> [SUPPLIED PASSAGE]:
↓

Re: [Paddlewise] wing theory

From: Nick Schade <nick_at_guillemot-kayaks.com>
Date: Mon, 9 Jun 2003 09:52:07 -0400
On Sunday, June 8, 2003, at 09:50  PM, Michael Edelman wrote:

> Nick Shade wrote: -
>>>> Moving water indicates kinetic energy in the
>>>> water that could have been kinetic energy for
>>>> the kayak.
>  I replied:
>>> Not necessarily.  Water moving in the opposite direction of the 
>>> movement of the kayak indicates that energy was transferred to the 
>>> kayak. We had a lot of discussion some time ago about votex shedding 
>>> off the blade and how that contributes to the lift generated by the 
>>> paddle. And so on.
>  Nick replied:
>> Yes, absolutely. Any water motion is energy that in a 100% efficient 
>> system would have been kayak motion. In real life water motion is 
>> inevitable consequence of applying propulsive force against a fluid, 
>> but that does not mean it is not lost energy. Vortex shedding may add 
>> to lift, but the vortex is still lost energy. This not to say that a 
>> paddle that creates a vortex is not more efficient than one that 
>> somehow avoids making the vortex, but lost energy is lost energy 
>> regardless of the form it takes. 100% efficiency is only possible 
>> when pushing against an absolutely stiff object of infinite mass, for 
>> our purposes the solid ground of the earth is a reasonable 
>> approximation. Poling your kayak would be as close to 100% efficient 
>> as is possible.
>
> You say "Any water motion is energy that in a 100% efficient system 
> would have been kayak motion", but as you note, water in not a 
> perfectly rigid medium. The only way you can generate motion with a 
> paddle is to move water backwards. Water moving in the opposite 
> direction to the kayak's travel indicates energy that was transferred 
> to the kayak. Newton's second law.
>
> Vorticies don't necessarily indicate wasted energy either. We talk 
> about vortices "shedding" but the vorticies indicate a low pressure 
> zone behind the paddle which generates lift. If you had perfectly 
> laminar flow around the paddle you'd have no lift, and hence no 
> propulsion.


You are confusing a "necessary" process with an "efficient" process.

↑

> [MATERIAL]:
↓

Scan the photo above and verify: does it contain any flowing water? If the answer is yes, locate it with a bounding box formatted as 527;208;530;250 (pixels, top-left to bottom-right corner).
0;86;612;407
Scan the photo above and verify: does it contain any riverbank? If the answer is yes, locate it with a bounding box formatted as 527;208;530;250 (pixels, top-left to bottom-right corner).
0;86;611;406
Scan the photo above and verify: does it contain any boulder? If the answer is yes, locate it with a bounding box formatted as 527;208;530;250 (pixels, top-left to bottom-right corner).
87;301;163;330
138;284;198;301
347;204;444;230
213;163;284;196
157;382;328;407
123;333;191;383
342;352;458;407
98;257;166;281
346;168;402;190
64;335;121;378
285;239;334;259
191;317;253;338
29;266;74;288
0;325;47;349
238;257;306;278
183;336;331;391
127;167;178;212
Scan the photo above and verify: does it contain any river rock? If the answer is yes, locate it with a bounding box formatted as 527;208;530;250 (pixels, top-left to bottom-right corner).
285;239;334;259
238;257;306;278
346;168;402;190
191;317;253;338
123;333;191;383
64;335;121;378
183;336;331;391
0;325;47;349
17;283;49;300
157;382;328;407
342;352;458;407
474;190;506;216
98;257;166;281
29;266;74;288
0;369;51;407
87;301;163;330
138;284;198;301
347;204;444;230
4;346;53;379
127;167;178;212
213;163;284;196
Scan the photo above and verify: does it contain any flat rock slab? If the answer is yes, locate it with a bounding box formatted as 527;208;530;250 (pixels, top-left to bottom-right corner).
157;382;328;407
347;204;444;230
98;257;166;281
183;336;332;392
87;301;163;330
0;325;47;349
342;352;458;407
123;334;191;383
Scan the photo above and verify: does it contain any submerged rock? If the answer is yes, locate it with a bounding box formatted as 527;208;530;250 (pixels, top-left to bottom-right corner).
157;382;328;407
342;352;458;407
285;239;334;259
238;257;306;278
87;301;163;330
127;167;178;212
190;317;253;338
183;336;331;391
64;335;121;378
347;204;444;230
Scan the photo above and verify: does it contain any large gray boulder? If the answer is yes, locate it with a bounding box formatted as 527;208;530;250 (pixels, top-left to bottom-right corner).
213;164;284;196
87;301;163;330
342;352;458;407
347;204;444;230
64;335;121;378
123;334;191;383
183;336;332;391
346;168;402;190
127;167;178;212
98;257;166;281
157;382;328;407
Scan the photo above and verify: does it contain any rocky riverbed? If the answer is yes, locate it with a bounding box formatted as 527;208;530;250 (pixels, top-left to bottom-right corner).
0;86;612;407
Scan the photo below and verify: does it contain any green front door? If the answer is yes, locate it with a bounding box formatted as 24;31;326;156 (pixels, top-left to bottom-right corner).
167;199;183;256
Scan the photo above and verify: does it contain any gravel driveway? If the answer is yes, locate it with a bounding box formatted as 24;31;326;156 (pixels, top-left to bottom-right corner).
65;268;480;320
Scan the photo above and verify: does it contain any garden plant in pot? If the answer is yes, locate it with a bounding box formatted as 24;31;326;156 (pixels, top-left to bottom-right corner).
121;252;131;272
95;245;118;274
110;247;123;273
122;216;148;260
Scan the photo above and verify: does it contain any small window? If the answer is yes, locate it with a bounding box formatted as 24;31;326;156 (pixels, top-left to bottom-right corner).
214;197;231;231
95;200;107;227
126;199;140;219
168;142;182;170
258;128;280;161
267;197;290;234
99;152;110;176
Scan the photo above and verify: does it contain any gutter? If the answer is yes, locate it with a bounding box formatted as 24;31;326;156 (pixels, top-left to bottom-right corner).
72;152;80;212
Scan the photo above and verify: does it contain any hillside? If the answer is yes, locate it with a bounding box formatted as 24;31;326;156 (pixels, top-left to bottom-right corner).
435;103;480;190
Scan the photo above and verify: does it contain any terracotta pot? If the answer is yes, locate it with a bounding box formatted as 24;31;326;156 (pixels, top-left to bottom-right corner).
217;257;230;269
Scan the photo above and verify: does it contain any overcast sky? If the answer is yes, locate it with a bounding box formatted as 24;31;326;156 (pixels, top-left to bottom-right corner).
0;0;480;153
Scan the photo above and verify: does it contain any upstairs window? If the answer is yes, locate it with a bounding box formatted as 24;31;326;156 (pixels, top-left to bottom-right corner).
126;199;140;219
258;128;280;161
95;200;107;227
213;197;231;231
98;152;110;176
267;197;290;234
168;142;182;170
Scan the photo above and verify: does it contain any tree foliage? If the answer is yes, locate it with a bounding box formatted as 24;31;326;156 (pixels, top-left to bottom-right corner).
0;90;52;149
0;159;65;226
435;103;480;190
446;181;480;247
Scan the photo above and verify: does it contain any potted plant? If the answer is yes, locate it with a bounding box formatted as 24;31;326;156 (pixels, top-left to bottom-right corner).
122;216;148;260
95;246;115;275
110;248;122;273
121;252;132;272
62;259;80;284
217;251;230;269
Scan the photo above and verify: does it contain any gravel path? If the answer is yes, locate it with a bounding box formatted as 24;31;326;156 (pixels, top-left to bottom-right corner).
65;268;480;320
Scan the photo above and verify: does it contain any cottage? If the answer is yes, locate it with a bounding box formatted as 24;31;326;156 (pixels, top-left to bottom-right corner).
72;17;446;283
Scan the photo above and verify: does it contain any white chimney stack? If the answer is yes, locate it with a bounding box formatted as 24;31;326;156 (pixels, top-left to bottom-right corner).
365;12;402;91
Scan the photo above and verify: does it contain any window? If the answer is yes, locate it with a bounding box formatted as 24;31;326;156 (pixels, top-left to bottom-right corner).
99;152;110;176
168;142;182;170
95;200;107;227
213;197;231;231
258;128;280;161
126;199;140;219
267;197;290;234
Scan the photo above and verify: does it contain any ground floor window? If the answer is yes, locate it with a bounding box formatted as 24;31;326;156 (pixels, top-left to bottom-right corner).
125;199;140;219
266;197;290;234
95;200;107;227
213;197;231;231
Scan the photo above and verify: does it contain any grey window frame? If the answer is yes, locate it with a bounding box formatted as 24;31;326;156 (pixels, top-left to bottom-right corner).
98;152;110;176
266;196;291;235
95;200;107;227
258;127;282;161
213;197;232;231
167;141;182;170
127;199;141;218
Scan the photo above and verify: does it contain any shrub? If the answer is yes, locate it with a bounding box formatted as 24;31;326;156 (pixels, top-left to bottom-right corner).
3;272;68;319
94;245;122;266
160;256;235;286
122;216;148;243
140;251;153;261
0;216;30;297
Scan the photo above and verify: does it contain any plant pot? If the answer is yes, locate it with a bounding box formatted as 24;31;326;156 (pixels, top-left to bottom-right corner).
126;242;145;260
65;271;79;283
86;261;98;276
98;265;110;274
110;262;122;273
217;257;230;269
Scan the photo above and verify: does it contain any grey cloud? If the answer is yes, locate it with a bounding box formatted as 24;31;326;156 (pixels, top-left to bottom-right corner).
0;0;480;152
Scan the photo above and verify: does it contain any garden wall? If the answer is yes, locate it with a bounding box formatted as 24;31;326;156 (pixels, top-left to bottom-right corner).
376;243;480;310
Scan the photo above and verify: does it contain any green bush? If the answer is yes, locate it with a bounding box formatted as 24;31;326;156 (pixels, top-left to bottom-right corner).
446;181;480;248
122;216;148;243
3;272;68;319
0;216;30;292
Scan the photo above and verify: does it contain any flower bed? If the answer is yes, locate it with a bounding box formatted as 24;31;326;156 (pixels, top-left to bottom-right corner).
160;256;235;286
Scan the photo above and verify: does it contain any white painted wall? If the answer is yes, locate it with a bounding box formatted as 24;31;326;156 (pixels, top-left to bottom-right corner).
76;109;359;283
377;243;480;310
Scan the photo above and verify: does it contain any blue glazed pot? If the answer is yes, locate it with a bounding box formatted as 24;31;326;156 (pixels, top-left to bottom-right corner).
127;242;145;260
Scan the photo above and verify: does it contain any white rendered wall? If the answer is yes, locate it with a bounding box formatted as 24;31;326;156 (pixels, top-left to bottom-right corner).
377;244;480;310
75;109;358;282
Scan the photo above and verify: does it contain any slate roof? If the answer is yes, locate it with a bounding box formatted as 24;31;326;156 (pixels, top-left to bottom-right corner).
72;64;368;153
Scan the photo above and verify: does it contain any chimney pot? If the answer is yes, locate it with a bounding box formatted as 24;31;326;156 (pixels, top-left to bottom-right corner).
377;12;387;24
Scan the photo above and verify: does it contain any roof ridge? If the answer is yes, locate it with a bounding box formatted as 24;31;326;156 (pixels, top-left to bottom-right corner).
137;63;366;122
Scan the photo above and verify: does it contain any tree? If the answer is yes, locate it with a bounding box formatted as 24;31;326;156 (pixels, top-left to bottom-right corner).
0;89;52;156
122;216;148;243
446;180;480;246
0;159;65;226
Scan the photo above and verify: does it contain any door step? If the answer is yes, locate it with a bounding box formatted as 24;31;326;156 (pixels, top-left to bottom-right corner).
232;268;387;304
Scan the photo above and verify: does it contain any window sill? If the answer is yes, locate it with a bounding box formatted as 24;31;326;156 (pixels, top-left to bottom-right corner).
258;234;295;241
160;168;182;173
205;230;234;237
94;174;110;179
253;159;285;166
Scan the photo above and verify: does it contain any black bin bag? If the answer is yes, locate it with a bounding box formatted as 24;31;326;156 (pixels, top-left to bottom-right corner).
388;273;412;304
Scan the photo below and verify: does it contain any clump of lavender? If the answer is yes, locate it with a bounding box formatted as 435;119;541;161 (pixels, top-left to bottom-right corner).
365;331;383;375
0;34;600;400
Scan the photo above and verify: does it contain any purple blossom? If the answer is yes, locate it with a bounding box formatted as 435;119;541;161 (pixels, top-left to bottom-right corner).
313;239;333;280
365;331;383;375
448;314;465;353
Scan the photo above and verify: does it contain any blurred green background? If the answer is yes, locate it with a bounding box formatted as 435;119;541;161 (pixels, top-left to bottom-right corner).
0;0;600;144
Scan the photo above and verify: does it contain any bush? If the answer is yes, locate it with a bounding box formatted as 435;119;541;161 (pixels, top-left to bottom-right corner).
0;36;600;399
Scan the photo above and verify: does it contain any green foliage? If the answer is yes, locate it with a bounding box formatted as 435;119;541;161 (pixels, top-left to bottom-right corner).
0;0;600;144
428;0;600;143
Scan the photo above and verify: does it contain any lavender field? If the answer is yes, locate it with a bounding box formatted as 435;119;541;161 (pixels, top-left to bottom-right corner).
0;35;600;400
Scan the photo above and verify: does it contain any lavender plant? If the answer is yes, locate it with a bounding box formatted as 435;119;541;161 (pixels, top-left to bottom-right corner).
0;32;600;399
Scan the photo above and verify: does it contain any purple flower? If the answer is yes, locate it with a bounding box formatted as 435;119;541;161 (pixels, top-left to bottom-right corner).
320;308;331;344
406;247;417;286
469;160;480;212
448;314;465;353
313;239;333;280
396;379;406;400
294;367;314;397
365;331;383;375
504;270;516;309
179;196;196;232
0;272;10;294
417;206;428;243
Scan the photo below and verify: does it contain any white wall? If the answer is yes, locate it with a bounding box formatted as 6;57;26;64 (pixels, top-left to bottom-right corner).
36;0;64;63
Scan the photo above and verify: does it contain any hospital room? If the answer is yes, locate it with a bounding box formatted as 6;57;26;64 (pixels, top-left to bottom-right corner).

↑

> [GIVEN EXERCISE 1]: Summarize the wing theory post in two sentences.
> [GIVEN EXERCISE 2]: From the wing theory post, return the stretch from "From: Nick Schade" through "paddle. And so on.".

> [CORRECT OUTPUT 1]: Nick Schade argues that any water motion is energy that a 100% efficient system would have turned into kayak motion, that a vortex is still lost energy even if vortex shedding adds to lift, and that poling a kayak comes as close to 100% efficiency as is possible. Michael Edelman counters that moving water backwards is the only way to generate motion with a paddle and that vortices indicate a low pressure zone behind the paddle that generates lift, to which Schade answers that Edelman is confusing a "necessary" process with an "efficient" one.

> [CORRECT OUTPUT 2]:
From: Nick Schade <nick_at_guillemot-kayaks.com>
Date: Mon, 9 Jun 2003 09:52:07 -0400
On Sunday, June 8, 2003, at 09:50  PM, Michael Edelman wrote:

> Nick Shade wrote: -
>>>> Moving water indicates kinetic energy in the
>>>> water that could have been kinetic energy for
>>>> the kayak.
>  I replied:
>>> Not necessarily.  Water moving in the opposite direction of the 
>>> movement of the kayak indicates that energy was transferred to the 
>>> kayak. We had a lot of discussion some time ago about votex shedding 
>>> off the blade and how that contributes to the lift generated by the 
>>> paddle. And so on.